**WHAT YOU NEED TO DO**
Reproduce the following lines word for word, leaving nothing out and changing nothing.

**EXERCISE INPUTS**
— START —
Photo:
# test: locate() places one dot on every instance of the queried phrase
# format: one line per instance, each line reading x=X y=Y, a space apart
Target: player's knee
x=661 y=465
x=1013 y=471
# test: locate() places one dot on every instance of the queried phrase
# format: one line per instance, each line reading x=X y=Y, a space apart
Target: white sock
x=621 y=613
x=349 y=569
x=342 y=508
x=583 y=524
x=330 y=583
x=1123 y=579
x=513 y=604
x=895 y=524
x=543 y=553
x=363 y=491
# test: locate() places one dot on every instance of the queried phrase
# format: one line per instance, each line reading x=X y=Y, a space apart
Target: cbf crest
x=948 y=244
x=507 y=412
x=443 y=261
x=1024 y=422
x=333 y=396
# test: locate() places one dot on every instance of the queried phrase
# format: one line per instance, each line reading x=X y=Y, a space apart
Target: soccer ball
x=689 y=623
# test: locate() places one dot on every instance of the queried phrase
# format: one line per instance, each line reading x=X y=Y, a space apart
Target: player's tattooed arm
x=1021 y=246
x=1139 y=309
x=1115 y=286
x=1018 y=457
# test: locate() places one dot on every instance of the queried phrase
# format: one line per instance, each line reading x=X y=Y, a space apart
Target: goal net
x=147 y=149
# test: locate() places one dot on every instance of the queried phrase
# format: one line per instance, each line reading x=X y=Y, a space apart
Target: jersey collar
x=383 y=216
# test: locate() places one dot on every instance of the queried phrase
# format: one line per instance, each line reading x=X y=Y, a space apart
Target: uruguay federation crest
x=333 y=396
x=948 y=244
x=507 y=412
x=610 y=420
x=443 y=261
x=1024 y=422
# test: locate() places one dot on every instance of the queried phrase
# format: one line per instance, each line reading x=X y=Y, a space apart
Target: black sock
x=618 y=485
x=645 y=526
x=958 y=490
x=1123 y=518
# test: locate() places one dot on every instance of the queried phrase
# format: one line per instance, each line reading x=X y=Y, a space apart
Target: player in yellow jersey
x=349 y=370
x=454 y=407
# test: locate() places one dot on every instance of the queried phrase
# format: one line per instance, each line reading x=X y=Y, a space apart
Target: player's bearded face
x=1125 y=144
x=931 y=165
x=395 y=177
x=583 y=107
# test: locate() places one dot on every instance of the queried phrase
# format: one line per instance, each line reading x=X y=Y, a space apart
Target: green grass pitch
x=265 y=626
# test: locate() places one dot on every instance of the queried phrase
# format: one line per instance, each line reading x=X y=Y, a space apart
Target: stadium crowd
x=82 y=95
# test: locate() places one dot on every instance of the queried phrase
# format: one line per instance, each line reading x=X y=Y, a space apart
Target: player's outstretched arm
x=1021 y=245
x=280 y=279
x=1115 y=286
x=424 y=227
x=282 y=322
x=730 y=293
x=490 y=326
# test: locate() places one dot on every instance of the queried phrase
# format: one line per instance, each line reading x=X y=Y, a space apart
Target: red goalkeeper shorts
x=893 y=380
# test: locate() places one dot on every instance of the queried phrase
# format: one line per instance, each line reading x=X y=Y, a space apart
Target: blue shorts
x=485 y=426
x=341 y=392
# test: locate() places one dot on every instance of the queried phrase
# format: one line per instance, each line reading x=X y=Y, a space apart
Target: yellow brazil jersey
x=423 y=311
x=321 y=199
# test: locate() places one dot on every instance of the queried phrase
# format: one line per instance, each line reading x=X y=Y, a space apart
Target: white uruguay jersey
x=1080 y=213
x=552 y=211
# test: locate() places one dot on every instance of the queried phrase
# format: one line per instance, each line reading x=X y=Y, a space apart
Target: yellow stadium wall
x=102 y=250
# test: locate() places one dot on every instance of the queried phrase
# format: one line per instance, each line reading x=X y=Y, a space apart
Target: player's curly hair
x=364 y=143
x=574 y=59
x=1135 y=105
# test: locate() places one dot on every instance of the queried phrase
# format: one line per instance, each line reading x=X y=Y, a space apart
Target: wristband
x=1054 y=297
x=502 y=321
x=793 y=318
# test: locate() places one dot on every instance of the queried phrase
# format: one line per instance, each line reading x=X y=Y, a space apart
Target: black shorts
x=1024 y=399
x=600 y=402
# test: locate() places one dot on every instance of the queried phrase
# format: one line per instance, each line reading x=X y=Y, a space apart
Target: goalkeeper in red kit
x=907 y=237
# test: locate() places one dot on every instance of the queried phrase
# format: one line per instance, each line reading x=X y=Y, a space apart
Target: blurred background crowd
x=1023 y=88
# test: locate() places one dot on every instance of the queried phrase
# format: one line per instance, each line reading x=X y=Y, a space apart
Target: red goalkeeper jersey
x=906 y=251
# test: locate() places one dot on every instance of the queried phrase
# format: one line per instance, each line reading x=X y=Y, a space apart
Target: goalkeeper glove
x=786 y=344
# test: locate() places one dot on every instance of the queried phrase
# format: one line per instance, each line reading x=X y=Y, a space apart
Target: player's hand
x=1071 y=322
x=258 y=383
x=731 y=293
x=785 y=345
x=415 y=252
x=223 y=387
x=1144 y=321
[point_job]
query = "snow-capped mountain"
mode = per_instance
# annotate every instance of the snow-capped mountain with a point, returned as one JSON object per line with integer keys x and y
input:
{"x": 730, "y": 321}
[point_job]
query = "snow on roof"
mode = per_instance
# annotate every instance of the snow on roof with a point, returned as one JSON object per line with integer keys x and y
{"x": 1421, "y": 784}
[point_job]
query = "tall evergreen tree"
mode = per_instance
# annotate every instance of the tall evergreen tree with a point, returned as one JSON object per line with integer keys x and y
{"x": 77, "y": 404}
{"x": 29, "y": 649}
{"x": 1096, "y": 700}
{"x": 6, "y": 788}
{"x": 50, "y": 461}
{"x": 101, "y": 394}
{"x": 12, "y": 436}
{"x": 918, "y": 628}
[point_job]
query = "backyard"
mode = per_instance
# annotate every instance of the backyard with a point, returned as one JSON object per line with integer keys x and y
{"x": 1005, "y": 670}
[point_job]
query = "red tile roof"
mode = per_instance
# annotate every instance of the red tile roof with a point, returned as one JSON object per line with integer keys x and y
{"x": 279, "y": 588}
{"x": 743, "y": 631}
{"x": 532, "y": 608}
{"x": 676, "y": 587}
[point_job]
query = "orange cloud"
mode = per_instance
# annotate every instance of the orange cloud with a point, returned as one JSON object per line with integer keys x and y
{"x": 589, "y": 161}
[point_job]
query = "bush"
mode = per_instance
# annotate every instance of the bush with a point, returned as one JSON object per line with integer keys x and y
— END —
**OUTPUT FOR THIS TASK**
Photo:
# test: locate() places one dot on every instance of the queried phrase
# format: one line per instance, each line reading x=X y=Y, a space apart
Target: player's knee
x=661 y=465
x=1013 y=471
# test: locate() places one dot on every instance of the queried phrase
# format: one line per instance, each line reading x=X y=Y, a space apart
Target: white sock
x=621 y=613
x=349 y=569
x=342 y=508
x=583 y=524
x=330 y=583
x=1123 y=579
x=513 y=604
x=895 y=524
x=543 y=553
x=363 y=491
# test: locate() places one dot on every instance of the queried phrase
# format: one line per instance, each line reading x=X y=Y, a space apart
Target: cbf crest
x=948 y=244
x=507 y=412
x=443 y=261
x=1024 y=422
x=333 y=396
# test: locate() places one dot on every instance of the queried phrase
# format: one line per instance, each line reading x=X y=Y, a space apart
Target: soccer ball
x=689 y=623
# test: locate() places one dot on every instance of the queried phrase
# format: one line per instance, each line reading x=X y=Y, a space apart
Target: player's tattooed arm
x=1021 y=246
x=1139 y=309
x=1115 y=286
x=1018 y=457
# test: locate() places one dot on every instance of the queried phrase
# format: one line per instance, each line reading x=X y=Y, a space apart
Target: goal net
x=147 y=149
# test: locate() places one dot on every instance of the queried phrase
# format: one line per instance, each line reading x=X y=Y, a space apart
Target: jersey collar
x=383 y=216
# test: locate() places one dot on every instance of the queried phrase
# format: one line per instance, each line reading x=X y=Y, a space apart
Target: uruguay federation crest
x=333 y=396
x=948 y=244
x=507 y=412
x=610 y=420
x=443 y=261
x=1024 y=422
# test: locate() places one dot on every instance of the queried phrase
# format: one line per instance, each line reading x=X y=Y, a space apart
Target: black sock
x=618 y=485
x=645 y=526
x=958 y=490
x=1123 y=518
# test: locate() places one dot on every instance of the queried phrase
# format: one line per instance, each line reading x=X y=Y, a space apart
Target: player in yellow jersey
x=349 y=370
x=454 y=407
# test: locate() places one dot on every instance of the queried phrase
# format: one line per instance, each line reading x=X y=Y, a space apart
Target: player's bearded face
x=1125 y=144
x=931 y=165
x=395 y=177
x=583 y=107
# test: locate() places one dot on every instance of the queried phrase
# format: one line per instance, each line reading x=X y=Y, a space apart
Target: green grass pitch
x=265 y=626
# test: locate() places one dot on every instance of the queried phrase
# format: one line per instance, each line reading x=X y=Y, a space apart
Target: stadium crowd
x=82 y=95
# test: locate() places one dot on every instance of the queried phrase
# format: one line per instance, each line reading x=X y=Y, a space apart
Target: player's outstretched arm
x=1021 y=245
x=280 y=279
x=1115 y=286
x=424 y=227
x=282 y=322
x=730 y=293
x=490 y=326
# test: locate() places one dot on every instance of the queried phrase
# format: one line per instance, each line reading x=X y=Y, a space apart
Target: red goalkeeper shorts
x=893 y=380
# test: locate() places one dot on every instance of the queried phrase
# format: one line per instance, each line reading x=X y=Y, a space apart
Target: blue shorts
x=485 y=426
x=341 y=392
# test: locate() places one dot on every instance of the queried phrase
# format: one line per instance, each line reading x=X y=Y, a space apart
Target: yellow brazil jersey
x=423 y=311
x=321 y=199
# test: locate() places one dot on every instance of the queried phrase
# format: one line per instance, each line reading x=X y=Y, a space apart
Target: white uruguay jersey
x=1080 y=213
x=552 y=211
# test: locate() places one dot on every instance of the queried phrase
# format: one line per instance, each line reading x=X y=Y, a space apart
Target: yellow stadium wall
x=102 y=250
# test: locate() places one dot on every instance of the queried phrase
# format: one line per instance, each line reading x=X y=Y, a space apart
Target: player's curly hair
x=364 y=143
x=574 y=59
x=1135 y=105
# test: locate() places one dot on every instance of the queried phrase
# format: one line per instance, each line reading x=X y=Y, a space apart
Target: wristband
x=1054 y=297
x=502 y=321
x=793 y=318
# test: locate() places one dot on every instance of the queried phrase
# format: one line per instance, each line reading x=X y=Y, a space apart
Target: black shorts
x=1024 y=399
x=600 y=402
# test: locate() places one dot on every instance of the queried phrase
# format: one line per instance, each line reading x=X y=Y, a space apart
Target: goalkeeper in red kit
x=907 y=237
# test: locate() places one dot on every instance of the queried phrase
# format: one line per instance, each line reading x=X y=Y, a space apart
Target: blurred background crowd
x=1023 y=88
# test: locate() places one dot on every instance of the queried phrase
# format: one line per instance, each line reading x=X y=Y, a space apart
Target: red goalkeeper jersey
x=906 y=251
# test: locate() places one dot on every instance of the queried phrase
# format: one line per instance, each line reading x=X y=Y, a space apart
Target: goalkeeper glove
x=786 y=344
# test: locate() places one dot on every instance of the queried phrase
# format: one line per instance, each line reading x=X y=Y, a space apart
Target: player's hand
x=1071 y=322
x=258 y=383
x=731 y=293
x=785 y=345
x=415 y=252
x=223 y=387
x=1144 y=321
[point_job]
query = "snow-capped mountain"
mode = per_instance
# annotate every instance of the snow-capped mountain with a point, returned as one JSON object per line with integer keys x and y
input:
{"x": 730, "y": 321}
[point_job]
query = "snow on roof"
mode = per_instance
# annotate every instance of the snow on roof with a point, returned as one JSON object per line with integer keys x and y
{"x": 1421, "y": 784}
[point_job]
query = "tall evergreen tree"
mode = per_instance
# annotate every instance of the tall evergreen tree with a point, returned as one JSON object per line with integer keys x and y
{"x": 77, "y": 404}
{"x": 29, "y": 649}
{"x": 1096, "y": 700}
{"x": 6, "y": 788}
{"x": 50, "y": 461}
{"x": 101, "y": 394}
{"x": 12, "y": 436}
{"x": 918, "y": 628}
[point_job]
query = "backyard"
mode = per_instance
# annotate every instance of the backyard with a point, returned as one JSON object per line with integer keys x and y
{"x": 1005, "y": 670}
[point_job]
query = "red tile roof"
mode = per_instance
# annotate every instance of the red tile roof with a point, returned as one JSON object per line with integer keys x and y
{"x": 279, "y": 588}
{"x": 743, "y": 631}
{"x": 532, "y": 608}
{"x": 676, "y": 587}
[point_job]
query = "orange cloud"
mode = per_instance
# annotate every instance of the orange cloud with a point, returned as one JSON object per line with integer keys x and y
{"x": 589, "y": 161}
[point_job]
query = "bush"
mode = per_instance
# annotate every instance of the bush with a point, returned as one JSON object per line with integer keys x and y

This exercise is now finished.